**Directions for this task**.
Would you restate the entries below exactly, keeping every line?
──────── Task inputs ────────
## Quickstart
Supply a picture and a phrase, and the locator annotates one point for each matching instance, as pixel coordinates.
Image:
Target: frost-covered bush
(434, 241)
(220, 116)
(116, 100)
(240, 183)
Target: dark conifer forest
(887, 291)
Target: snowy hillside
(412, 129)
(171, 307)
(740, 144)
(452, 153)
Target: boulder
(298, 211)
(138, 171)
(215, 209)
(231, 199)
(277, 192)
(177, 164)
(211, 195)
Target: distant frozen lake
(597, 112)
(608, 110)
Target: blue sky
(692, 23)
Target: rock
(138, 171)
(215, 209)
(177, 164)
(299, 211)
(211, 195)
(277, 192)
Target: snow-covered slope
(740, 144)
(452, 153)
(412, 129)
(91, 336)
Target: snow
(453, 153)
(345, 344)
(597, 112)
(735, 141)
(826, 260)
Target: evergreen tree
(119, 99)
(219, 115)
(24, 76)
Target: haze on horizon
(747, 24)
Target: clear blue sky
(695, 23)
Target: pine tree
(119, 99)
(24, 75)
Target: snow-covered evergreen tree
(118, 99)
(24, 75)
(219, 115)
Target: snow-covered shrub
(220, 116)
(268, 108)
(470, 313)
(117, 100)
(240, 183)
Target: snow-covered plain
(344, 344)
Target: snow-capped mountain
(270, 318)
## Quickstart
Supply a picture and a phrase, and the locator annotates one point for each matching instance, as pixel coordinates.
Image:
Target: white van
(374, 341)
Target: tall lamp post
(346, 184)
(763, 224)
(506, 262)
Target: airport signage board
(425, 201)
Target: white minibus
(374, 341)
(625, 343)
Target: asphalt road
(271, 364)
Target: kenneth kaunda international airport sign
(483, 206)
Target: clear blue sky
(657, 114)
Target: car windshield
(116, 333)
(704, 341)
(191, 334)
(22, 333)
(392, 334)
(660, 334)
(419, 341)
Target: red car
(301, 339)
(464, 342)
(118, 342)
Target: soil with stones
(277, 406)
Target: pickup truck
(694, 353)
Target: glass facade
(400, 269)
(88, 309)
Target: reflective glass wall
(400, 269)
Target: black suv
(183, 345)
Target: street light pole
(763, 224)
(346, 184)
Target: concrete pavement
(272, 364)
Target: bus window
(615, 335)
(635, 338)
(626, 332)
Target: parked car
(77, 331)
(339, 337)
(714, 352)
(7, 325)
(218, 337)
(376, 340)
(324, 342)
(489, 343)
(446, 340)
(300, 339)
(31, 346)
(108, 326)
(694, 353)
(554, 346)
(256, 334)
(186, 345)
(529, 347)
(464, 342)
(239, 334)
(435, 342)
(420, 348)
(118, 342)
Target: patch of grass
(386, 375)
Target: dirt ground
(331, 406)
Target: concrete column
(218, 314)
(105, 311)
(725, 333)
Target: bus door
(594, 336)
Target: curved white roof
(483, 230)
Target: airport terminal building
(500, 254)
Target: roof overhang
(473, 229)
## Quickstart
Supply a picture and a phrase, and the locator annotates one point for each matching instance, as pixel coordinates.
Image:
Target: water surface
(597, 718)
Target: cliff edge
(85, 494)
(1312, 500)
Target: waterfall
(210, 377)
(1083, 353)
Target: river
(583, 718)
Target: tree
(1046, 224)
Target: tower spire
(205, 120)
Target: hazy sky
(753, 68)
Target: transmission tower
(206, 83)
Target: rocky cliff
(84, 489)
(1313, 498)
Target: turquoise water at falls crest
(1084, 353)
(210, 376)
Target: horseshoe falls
────────
**Answer to this exercise**.
## Quickstart
Supply a picture and a phrase, and the locator annotates one point for each matching instance, as pixel coordinates.
Image:
Target: frost-covered bush
(434, 241)
(220, 116)
(116, 100)
(240, 183)
Target: dark conifer forest
(887, 291)
Target: snowy hillside
(412, 129)
(171, 307)
(740, 144)
(452, 153)
Target: boulder
(298, 211)
(138, 171)
(215, 209)
(231, 199)
(277, 192)
(177, 164)
(211, 195)
Target: distant frozen lake
(597, 112)
(608, 110)
Target: blue sky
(692, 23)
Target: rock
(138, 171)
(215, 209)
(177, 164)
(299, 211)
(211, 195)
(277, 192)
Target: snow-covered slope
(740, 144)
(452, 153)
(412, 129)
(91, 336)
Target: snow
(453, 153)
(345, 344)
(597, 112)
(735, 141)
(826, 260)
Target: evergreen tree
(119, 99)
(219, 115)
(24, 76)
Target: haze on horizon
(747, 24)
Target: clear blue sky
(695, 23)
Target: pine tree
(119, 99)
(24, 75)
Target: snow-covered evergreen tree
(118, 99)
(24, 75)
(219, 115)
Target: snow-covered shrub
(220, 116)
(268, 108)
(470, 313)
(117, 100)
(240, 183)
Target: snow-covered plain
(344, 344)
Target: snow-capped mountain
(270, 318)
## Quickstart
Supply a picture and a phrase, and the locator annotates one point for each matching instance, as pixel coordinates.
Image:
Target: white van
(374, 341)
Target: tall lamp post
(346, 184)
(763, 224)
(506, 262)
Target: airport signage board
(425, 201)
Target: white minibus
(374, 341)
(625, 343)
Target: asphalt road
(271, 364)
Target: kenneth kaunda international airport sign
(483, 206)
Target: clear blue sky
(657, 114)
Target: car windshield
(116, 333)
(704, 341)
(191, 334)
(22, 333)
(392, 334)
(660, 334)
(419, 341)
Target: red car
(301, 339)
(464, 342)
(118, 342)
Target: soil with stones
(277, 406)
Target: pickup truck
(694, 353)
Target: glass facade
(400, 269)
(88, 309)
Target: reflective glass wall
(400, 269)
Target: black suv
(183, 345)
Target: street light pole
(763, 224)
(346, 184)
Target: concrete pavement
(272, 364)
Target: bus window
(615, 335)
(635, 338)
(626, 332)
Target: parked car
(77, 331)
(339, 337)
(714, 352)
(7, 325)
(218, 337)
(376, 340)
(324, 342)
(489, 343)
(446, 340)
(300, 339)
(31, 346)
(108, 326)
(694, 353)
(554, 346)
(256, 334)
(186, 345)
(529, 347)
(464, 342)
(239, 334)
(435, 342)
(420, 348)
(118, 342)
Target: patch of grass
(386, 375)
Target: dirt ground
(331, 406)
Target: concrete column
(218, 314)
(105, 311)
(725, 333)
Target: bus door
(594, 336)
Target: curved white roof
(483, 230)
Target: airport terminal building
(500, 254)
Target: roof overhang
(473, 229)
## Quickstart
Supply a picture and a phrase, and the locator annotates one point for each matching instance, as pixel coordinates.
Image:
Target: water surface
(597, 718)
Target: cliff edge
(85, 494)
(1312, 500)
Target: waterfall
(210, 377)
(1083, 353)
Target: river
(583, 718)
Target: tree
(1046, 224)
Target: tower spire
(205, 120)
Target: hazy sky
(753, 68)
Target: transmission tower
(206, 83)
Target: rocky cliff
(84, 489)
(1313, 498)
Target: turquoise water at falls crest
(1084, 353)
(210, 376)
Target: horseshoe falls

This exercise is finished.